━━ Material provided ━━
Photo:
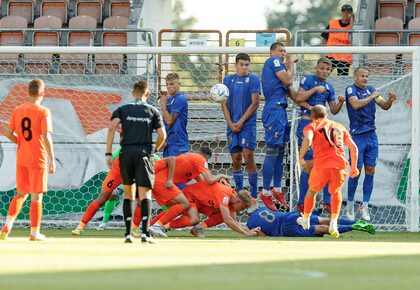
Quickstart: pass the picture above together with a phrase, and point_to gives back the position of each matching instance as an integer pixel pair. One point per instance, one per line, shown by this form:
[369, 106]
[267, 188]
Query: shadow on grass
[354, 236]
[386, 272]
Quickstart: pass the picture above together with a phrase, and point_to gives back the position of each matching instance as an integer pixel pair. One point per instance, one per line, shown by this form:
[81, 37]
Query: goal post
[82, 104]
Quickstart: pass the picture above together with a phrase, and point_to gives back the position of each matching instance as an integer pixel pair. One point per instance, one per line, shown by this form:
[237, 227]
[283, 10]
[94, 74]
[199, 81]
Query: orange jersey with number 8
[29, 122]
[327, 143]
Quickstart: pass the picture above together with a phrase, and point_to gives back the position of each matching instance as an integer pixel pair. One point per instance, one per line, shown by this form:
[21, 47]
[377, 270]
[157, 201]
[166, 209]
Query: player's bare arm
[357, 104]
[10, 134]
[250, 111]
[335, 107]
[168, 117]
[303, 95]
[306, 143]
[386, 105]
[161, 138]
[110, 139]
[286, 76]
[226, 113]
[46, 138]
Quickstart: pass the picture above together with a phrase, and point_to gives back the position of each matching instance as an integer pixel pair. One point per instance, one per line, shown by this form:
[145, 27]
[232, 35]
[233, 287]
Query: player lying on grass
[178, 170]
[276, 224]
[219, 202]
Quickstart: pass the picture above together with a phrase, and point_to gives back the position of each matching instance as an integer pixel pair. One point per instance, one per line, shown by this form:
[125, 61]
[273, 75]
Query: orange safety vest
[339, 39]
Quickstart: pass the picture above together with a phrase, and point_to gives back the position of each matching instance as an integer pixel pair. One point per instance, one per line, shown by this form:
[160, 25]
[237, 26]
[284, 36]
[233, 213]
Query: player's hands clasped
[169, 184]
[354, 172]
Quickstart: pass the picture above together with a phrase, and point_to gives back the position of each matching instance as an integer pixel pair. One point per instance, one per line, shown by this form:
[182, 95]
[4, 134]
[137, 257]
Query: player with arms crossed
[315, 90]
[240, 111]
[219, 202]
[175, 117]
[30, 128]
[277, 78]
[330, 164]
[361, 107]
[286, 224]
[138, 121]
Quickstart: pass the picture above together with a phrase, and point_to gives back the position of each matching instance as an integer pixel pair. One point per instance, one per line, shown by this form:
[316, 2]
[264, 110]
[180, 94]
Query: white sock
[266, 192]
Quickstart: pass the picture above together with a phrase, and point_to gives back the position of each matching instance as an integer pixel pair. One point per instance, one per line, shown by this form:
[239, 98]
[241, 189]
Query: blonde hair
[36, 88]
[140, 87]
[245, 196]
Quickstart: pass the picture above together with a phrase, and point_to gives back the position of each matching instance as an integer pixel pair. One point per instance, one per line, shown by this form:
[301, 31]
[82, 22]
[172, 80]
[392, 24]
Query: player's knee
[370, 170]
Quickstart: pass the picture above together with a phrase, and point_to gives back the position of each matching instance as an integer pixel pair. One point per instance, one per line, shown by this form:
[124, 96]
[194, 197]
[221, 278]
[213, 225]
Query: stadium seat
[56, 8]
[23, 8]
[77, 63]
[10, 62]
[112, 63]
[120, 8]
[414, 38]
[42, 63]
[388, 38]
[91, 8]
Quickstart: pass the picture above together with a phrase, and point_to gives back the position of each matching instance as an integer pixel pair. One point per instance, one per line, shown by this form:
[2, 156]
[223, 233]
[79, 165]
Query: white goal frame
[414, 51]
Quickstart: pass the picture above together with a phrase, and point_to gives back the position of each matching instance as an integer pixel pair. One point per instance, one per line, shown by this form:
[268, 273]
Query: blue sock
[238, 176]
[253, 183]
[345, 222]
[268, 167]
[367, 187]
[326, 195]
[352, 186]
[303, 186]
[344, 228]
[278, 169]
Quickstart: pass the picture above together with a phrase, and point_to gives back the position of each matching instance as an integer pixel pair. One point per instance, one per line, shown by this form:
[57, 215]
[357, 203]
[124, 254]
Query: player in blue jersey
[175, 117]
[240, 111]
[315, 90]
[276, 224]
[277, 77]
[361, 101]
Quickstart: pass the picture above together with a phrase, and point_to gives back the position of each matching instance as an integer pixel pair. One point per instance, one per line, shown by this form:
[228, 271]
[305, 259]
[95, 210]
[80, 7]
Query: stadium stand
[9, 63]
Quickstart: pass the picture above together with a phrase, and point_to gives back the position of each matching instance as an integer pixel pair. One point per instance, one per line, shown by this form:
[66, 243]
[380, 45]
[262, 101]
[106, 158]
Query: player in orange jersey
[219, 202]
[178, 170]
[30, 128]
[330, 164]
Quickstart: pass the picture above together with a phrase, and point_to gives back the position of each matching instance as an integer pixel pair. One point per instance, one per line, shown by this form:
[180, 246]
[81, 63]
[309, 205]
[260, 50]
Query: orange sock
━━━
Required work: Make an exact copy of all entries above, dropping the images.

Exercise output:
Photo:
Quickstart: pass the picture above together with a phrase, and point_to gives back the position of each matching instance as an integer pixel pair. One point per instance, one per line, shown by this form:
[369, 106]
[267, 188]
Query: shadow on grass
[354, 236]
[386, 272]
Quickstart: pass the picture above together with a phrase, and point_to gives back the position of each matching instance as an integer pixel pair. One point per instance, one per line, shown by this form:
[81, 37]
Query: goal post
[82, 104]
Quickstart: pass the picture above together with a phrase, and point_to gives back the position of each matching instance as an integer pixel pair. One point per instance, one per line, shown by this form:
[237, 227]
[283, 10]
[94, 74]
[199, 81]
Query: orange jersey with number 8
[29, 122]
[327, 143]
Quickstart: pass the picture above together with a phrase, and point_to gives back the position of each matching instance as an integer pixel pair. One point per instance, one per line, shown by this form:
[21, 47]
[377, 270]
[157, 201]
[166, 209]
Query: player's bare arm
[357, 104]
[10, 134]
[250, 111]
[335, 107]
[168, 117]
[303, 95]
[306, 143]
[386, 105]
[161, 138]
[110, 139]
[286, 76]
[226, 113]
[46, 138]
Quickstart: pass the picture above together with a phrase, and point_to gives back the position of each matching instance as an integer pixel pair. One point per instance, one per line, shown by this form:
[145, 27]
[232, 35]
[233, 287]
Query: player lying on grass
[178, 170]
[276, 224]
[219, 202]
Quickstart: pass the picture above together with a phrase, and point_to gives back the position of each matching instance as an integer pixel pair. One point per instance, one per line, shown by this form:
[125, 61]
[273, 75]
Query: orange safety vest
[339, 39]
Quickstart: pass the picture above together with a phrase, and point_to gives back the position of each matching instance as an integer pixel pair. One point per instance, one per line, shown by this form:
[160, 25]
[237, 26]
[284, 36]
[233, 213]
Query: player's hands clasped
[169, 184]
[354, 172]
Quickstart: pass the picture above together with a phrase, and point_to gives back the position of each matching instance as an integer pixel pair. One point per instance, one per line, shown by this form:
[182, 95]
[4, 134]
[137, 257]
Query: player with arms crossed
[315, 90]
[240, 111]
[219, 202]
[175, 117]
[30, 128]
[277, 78]
[330, 164]
[361, 107]
[286, 224]
[138, 121]
Quickstart: pass the picture above together with a phrase, and point_to gives back the position of each matching instance as an integer pixel pair. One point per instance, one per line, shown by this form:
[316, 2]
[264, 110]
[180, 94]
Query: white sock
[266, 192]
Quickstart: pass the picture above together with a phrase, and point_to gives back the position of each matching instance as an integer pixel pair. One point per instance, one per line, shown by this form:
[239, 98]
[241, 189]
Query: blonde hair
[36, 88]
[140, 87]
[245, 196]
Quickstart: pass the picture above together with a phrase, and point_to gives back the position of each matching instance as an integer pixel pair. One point per instance, one per line, shown by this form:
[301, 31]
[82, 22]
[172, 80]
[392, 24]
Query: player's knee
[370, 170]
Quickstart: pass the picture above together with a phrase, and point_to gives back the position of each matching instance as an integer pixel pair. One point per instance, one per line, shown by this form:
[124, 96]
[194, 197]
[221, 278]
[213, 225]
Query: stadium seat
[56, 8]
[23, 8]
[77, 63]
[10, 62]
[112, 63]
[120, 8]
[414, 38]
[42, 63]
[388, 38]
[91, 8]
Quickstart: pass the picture above together with a phrase, and point_to gives back the position of each matching instance as an integer pixel pair. One point per instance, one per line, shown by this form:
[2, 156]
[223, 233]
[79, 165]
Query: white goal frame
[414, 51]
Quickstart: pass the picture above together with a phrase, and point_to gives back the position of each matching instance as an integer pixel pair. One point per instance, one per line, shown by this form:
[268, 273]
Query: blue sock
[238, 176]
[253, 183]
[345, 222]
[268, 167]
[367, 187]
[326, 195]
[352, 186]
[303, 186]
[344, 228]
[278, 169]
Quickstart: pass the picture above together with a phrase, and point_to gives back the position of each matching instance as an integer pixel pair. One point per instance, one per line, shown by this form:
[57, 215]
[357, 203]
[124, 254]
Query: player in blue jersey
[175, 117]
[240, 111]
[315, 90]
[276, 224]
[277, 77]
[361, 101]
Quickstart: pass the picture above together with a phrase, and point_to gives back the position of each matching instance as an integer pixel pair. One point per instance, one per line, shown by this form:
[228, 271]
[305, 259]
[95, 210]
[80, 7]
Query: stadium stand
[9, 63]
Quickstart: pass the picture above together with a phrase, and point_to gives back the position of each matching instance as an integer pixel pair. One point per instance, one per line, shown by this form:
[66, 243]
[380, 45]
[262, 101]
[106, 158]
Query: player in orange jersey
[219, 202]
[178, 170]
[30, 128]
[330, 164]
Quickstart: pass the picture above together with a phrase, and point_to gives back the position of each matching instance as an integer pixel pair. One point per instance, one per line, shown by this form:
[180, 246]
[81, 63]
[309, 205]
[260, 50]
Query: orange sock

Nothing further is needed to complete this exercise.